Required task. Report every line of the listing below that contains the string "textured", copying each one in full. Case counts, so match the string only when its letters are identical in case.

[Point annotation dataset records]

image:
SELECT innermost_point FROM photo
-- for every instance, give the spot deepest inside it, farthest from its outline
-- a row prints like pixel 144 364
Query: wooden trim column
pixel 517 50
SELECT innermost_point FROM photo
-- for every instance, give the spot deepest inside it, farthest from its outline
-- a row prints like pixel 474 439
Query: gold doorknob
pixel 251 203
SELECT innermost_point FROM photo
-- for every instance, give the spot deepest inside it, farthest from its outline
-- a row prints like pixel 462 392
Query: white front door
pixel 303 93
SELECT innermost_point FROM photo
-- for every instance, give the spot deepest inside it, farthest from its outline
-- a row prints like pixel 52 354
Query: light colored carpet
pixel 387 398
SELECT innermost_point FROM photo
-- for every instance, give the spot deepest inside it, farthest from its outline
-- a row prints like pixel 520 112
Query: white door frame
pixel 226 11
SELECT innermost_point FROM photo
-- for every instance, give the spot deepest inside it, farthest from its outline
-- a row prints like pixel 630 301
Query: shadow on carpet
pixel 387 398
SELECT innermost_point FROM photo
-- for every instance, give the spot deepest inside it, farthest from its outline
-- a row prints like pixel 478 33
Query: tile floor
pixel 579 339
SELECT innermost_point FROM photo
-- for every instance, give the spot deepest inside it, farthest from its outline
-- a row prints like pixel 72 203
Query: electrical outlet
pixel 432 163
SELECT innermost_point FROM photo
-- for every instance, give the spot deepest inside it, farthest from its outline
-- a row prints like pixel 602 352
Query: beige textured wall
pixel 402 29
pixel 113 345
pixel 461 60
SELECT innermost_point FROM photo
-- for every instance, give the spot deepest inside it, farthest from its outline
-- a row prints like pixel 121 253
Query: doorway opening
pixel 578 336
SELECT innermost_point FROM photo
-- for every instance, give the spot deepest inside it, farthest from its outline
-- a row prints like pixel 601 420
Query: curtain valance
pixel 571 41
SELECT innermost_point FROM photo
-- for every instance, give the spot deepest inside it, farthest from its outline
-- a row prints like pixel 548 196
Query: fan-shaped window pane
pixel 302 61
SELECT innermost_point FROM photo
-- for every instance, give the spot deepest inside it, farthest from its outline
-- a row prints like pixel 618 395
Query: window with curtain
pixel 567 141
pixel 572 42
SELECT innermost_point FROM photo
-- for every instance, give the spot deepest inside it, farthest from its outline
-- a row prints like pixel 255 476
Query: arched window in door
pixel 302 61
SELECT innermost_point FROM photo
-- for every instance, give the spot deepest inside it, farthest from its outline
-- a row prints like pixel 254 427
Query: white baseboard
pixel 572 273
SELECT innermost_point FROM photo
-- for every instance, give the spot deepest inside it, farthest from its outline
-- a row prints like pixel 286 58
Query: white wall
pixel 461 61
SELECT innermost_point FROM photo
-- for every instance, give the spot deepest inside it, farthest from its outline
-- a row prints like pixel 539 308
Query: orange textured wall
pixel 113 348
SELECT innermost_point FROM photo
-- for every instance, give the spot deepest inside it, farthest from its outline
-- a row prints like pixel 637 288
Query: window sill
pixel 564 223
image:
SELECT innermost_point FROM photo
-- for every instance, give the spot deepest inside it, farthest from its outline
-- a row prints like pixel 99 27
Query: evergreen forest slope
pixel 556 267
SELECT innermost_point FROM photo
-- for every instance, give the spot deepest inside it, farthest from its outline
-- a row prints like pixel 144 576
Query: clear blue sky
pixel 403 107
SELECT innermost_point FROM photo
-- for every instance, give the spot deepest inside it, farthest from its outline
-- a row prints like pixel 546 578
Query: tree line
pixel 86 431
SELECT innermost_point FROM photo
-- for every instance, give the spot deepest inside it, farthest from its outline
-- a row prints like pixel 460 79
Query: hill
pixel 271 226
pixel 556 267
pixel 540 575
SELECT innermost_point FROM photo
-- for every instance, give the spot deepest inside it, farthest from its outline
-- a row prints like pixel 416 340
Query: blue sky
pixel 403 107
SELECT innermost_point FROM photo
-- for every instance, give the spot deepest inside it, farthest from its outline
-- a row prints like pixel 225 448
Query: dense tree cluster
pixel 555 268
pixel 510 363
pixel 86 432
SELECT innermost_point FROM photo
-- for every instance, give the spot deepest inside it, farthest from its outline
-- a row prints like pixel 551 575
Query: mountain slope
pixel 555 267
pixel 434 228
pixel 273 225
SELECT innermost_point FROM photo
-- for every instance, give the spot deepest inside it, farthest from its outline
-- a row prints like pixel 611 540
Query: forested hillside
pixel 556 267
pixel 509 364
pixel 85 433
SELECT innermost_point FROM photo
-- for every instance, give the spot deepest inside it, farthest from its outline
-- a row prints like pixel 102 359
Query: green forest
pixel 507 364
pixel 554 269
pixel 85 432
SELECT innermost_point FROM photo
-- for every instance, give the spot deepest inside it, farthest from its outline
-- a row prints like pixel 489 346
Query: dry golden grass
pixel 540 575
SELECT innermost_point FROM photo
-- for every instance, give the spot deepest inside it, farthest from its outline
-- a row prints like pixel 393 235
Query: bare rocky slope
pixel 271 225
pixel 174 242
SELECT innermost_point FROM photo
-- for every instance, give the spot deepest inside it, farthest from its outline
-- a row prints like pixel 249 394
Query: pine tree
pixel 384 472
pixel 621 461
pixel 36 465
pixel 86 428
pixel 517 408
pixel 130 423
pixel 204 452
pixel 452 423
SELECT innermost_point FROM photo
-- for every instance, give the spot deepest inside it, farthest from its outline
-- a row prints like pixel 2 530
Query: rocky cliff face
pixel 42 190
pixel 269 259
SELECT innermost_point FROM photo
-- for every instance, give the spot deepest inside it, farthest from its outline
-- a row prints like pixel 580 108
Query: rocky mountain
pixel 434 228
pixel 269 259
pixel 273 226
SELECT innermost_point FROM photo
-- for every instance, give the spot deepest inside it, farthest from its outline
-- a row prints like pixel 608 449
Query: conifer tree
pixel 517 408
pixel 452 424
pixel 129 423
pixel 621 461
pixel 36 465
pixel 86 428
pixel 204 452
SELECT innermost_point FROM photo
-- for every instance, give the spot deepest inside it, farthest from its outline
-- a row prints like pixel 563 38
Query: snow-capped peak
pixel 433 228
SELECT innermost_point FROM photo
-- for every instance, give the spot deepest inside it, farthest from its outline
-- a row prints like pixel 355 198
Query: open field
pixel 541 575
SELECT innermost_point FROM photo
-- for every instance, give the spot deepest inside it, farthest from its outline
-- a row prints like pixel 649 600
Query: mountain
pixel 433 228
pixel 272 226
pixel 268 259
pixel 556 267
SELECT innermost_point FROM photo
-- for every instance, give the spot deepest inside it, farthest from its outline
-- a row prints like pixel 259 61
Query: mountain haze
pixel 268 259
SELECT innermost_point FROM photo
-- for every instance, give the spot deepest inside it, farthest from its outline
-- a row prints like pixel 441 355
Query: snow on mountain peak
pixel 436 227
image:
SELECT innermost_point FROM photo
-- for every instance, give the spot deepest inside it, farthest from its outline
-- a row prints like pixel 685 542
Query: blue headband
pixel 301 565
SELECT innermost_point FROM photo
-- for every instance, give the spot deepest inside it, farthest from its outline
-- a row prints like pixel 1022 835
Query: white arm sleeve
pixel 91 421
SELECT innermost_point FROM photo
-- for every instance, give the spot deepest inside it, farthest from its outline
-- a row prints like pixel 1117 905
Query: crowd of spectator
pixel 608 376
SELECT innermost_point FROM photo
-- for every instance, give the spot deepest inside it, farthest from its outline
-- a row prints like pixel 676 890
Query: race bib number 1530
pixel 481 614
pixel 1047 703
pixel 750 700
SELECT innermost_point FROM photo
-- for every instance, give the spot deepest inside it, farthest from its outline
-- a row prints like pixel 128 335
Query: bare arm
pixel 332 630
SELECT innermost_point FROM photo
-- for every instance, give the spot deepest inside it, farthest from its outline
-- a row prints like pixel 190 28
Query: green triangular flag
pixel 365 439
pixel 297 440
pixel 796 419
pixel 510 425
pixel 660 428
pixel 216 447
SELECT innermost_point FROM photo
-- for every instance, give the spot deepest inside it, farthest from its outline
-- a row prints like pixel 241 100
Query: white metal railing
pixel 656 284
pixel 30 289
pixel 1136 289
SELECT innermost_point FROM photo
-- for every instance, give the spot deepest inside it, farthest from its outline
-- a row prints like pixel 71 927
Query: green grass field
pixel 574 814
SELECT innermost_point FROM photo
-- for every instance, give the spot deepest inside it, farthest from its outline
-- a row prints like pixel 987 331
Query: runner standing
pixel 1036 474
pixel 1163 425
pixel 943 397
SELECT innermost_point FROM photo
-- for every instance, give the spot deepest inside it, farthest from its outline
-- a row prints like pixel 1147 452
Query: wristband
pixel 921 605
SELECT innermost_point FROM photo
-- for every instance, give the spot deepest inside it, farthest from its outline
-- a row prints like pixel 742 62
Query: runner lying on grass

Solution to this problem.
Query: beige textured wall
Query: orange textured wall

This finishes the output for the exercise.